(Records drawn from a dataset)
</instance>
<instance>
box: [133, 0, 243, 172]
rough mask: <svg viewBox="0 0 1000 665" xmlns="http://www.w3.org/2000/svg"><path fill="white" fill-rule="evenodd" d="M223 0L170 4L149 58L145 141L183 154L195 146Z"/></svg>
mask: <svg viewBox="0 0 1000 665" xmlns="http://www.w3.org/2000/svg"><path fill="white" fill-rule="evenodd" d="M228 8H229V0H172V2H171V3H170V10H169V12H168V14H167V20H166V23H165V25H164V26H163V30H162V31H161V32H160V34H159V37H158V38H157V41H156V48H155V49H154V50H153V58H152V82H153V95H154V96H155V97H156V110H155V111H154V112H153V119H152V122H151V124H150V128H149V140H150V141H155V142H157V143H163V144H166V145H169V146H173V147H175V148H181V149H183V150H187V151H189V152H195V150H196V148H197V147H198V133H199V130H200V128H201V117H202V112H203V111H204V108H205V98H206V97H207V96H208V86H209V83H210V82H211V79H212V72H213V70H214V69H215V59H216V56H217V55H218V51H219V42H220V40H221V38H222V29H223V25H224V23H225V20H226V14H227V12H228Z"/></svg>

| WORK TO BE COMPLETED |
Word for word, repeat the records above.

| RESPONSE FOR THIS EXERCISE |
</instance>
<instance>
box: [133, 0, 243, 172]
rough mask: <svg viewBox="0 0 1000 665" xmlns="http://www.w3.org/2000/svg"><path fill="white" fill-rule="evenodd" d="M223 0L170 4L149 58L145 141L183 154L195 146Z"/></svg>
mask: <svg viewBox="0 0 1000 665" xmlns="http://www.w3.org/2000/svg"><path fill="white" fill-rule="evenodd" d="M228 8H229V0H172V2H171V3H170V10H169V12H168V14H167V20H166V23H165V25H164V26H163V30H162V31H161V32H160V34H159V37H158V38H157V41H156V48H155V49H154V50H153V58H152V82H153V95H154V96H155V97H156V110H155V111H154V112H153V119H152V122H151V124H150V128H149V140H150V141H155V142H157V143H163V144H166V145H169V146H173V147H175V148H181V149H183V150H187V151H189V152H195V150H196V148H197V147H198V133H199V130H200V128H201V117H202V112H203V111H204V108H205V98H206V97H207V96H208V86H209V83H210V82H211V79H212V72H213V70H214V69H215V59H216V56H217V55H218V51H219V42H220V40H221V38H222V29H223V25H224V23H225V20H226V14H227V12H228Z"/></svg>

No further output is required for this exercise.